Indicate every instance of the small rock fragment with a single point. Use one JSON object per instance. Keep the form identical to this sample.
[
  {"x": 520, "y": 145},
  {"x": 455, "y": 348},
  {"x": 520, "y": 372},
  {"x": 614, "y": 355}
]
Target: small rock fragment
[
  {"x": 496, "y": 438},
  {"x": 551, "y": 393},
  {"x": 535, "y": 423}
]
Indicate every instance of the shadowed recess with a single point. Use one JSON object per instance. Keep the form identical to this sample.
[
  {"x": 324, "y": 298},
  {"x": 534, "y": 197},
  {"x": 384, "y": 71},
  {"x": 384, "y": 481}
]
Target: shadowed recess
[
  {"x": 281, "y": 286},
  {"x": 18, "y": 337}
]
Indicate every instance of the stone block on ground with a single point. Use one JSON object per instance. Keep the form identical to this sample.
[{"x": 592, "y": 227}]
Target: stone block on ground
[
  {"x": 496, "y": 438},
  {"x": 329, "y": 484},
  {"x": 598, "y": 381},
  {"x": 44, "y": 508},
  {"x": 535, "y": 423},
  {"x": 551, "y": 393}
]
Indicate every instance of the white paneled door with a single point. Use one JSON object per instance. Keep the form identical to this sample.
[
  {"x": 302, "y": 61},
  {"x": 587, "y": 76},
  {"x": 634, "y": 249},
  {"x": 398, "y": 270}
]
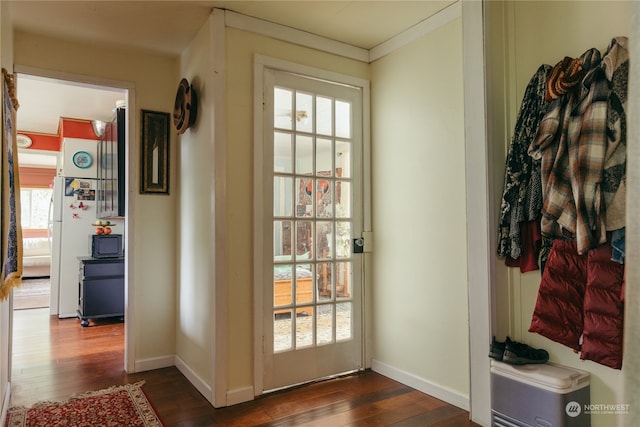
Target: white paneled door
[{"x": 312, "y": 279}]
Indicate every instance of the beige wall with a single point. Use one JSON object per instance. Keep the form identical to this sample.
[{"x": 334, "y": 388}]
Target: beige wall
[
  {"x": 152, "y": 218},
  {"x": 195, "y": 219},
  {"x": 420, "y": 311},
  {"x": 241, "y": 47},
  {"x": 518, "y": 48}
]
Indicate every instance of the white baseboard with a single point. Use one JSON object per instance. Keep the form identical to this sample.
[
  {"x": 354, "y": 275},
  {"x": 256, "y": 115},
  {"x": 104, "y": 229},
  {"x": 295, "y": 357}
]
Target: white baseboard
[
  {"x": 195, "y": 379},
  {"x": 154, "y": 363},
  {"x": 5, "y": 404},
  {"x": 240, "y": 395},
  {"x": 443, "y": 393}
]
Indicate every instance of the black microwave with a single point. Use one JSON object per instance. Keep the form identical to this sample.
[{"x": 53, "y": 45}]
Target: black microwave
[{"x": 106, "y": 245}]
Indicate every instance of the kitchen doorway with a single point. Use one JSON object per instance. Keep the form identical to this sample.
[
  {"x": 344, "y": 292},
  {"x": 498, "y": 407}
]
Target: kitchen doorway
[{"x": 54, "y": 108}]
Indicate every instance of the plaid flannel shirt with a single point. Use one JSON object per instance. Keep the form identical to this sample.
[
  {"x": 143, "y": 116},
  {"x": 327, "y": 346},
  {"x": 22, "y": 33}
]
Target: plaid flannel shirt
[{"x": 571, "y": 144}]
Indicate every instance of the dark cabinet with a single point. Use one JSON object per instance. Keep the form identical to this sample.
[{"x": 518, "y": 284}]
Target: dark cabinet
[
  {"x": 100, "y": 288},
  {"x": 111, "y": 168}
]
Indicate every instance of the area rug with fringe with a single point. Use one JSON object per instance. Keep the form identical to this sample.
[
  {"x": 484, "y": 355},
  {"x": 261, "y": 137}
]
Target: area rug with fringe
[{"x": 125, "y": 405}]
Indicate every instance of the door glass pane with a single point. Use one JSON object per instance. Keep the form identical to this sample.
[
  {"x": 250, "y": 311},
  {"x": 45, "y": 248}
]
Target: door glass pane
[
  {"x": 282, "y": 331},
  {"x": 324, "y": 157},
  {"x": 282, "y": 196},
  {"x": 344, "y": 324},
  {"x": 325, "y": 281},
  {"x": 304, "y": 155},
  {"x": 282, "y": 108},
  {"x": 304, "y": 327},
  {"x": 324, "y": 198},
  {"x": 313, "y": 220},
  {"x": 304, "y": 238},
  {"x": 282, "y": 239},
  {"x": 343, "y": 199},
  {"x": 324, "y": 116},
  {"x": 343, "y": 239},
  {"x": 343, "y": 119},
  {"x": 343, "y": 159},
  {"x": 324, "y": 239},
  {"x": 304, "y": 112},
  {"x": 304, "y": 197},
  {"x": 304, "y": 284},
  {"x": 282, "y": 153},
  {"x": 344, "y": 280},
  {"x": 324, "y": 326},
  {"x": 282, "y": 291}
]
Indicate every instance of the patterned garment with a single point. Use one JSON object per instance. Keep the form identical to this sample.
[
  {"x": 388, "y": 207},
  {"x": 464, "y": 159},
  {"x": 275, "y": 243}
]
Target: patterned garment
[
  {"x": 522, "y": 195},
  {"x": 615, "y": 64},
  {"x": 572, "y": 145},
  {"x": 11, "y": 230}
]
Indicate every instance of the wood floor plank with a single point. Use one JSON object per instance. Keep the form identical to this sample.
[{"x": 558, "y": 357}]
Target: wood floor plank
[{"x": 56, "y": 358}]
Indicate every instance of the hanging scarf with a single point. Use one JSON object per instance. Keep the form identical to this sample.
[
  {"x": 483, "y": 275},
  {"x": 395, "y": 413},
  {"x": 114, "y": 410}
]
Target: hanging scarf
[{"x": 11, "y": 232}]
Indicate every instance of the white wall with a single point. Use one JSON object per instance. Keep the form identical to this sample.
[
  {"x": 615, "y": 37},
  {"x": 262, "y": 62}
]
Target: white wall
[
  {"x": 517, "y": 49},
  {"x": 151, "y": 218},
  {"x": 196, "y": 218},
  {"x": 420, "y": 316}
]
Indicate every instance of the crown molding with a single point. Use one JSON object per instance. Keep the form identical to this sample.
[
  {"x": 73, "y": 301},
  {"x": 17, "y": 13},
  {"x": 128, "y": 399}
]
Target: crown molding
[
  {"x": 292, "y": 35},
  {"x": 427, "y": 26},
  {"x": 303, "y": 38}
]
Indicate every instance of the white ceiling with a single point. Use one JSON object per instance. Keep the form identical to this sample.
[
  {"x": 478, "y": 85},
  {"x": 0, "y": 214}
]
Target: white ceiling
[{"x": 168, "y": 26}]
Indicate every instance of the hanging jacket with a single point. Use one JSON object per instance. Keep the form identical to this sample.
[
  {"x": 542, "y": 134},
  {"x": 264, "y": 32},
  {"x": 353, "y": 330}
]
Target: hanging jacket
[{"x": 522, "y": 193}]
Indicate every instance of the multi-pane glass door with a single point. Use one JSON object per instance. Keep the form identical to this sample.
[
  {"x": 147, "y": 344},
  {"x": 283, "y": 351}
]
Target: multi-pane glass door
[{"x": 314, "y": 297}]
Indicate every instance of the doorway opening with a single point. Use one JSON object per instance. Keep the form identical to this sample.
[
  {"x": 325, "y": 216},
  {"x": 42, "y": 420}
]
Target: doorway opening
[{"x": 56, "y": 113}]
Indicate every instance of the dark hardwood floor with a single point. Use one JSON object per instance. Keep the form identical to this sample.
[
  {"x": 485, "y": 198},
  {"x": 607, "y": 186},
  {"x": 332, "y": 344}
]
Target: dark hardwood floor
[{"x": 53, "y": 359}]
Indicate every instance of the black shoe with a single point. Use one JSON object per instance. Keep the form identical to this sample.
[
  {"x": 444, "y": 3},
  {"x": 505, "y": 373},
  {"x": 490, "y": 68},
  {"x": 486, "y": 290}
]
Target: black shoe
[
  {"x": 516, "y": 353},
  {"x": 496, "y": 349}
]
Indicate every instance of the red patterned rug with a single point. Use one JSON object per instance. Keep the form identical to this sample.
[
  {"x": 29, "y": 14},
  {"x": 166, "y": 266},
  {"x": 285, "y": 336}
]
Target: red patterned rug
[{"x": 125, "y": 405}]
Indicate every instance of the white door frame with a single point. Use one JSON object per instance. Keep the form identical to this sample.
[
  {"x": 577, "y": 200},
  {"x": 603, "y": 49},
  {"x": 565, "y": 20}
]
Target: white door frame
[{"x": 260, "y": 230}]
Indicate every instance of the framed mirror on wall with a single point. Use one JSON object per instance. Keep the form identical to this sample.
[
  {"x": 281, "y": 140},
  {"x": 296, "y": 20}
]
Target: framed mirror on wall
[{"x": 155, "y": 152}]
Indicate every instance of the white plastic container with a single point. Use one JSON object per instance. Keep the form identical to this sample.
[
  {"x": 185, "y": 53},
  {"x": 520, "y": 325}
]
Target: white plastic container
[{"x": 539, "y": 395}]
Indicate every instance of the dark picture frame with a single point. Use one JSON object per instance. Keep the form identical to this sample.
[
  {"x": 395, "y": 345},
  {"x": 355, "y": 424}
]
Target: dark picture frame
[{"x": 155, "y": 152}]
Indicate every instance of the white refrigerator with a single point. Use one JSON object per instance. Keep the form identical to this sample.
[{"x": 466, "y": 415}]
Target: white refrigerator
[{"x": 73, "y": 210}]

_Deine Aufgabe_
Tippe alles von der Zeile mit „Indicate every instance of the white plastic" bis ganz unten ans Ende der Einträge unverändert ab, beide Enden eingeschlossen.

_Richtiges Ergebnis_
Indicate every instance of the white plastic container with a single point. Use one JSON object per instance. Keep the form identical to this sample.
[
  {"x": 185, "y": 53},
  {"x": 520, "y": 325}
]
Target: white plastic container
[{"x": 539, "y": 395}]
Indicate every instance of the dark picture frame with a single point. Use one JSON object per instance. Keep the form identical to this sample.
[
  {"x": 395, "y": 345},
  {"x": 355, "y": 424}
]
Target: dark picture frame
[{"x": 155, "y": 152}]
Indicate every instance of the white refrigerator with a single point. Use one JSON object per instance. Keep the form identical to this sample.
[{"x": 466, "y": 415}]
Target: white refrigerator
[{"x": 73, "y": 210}]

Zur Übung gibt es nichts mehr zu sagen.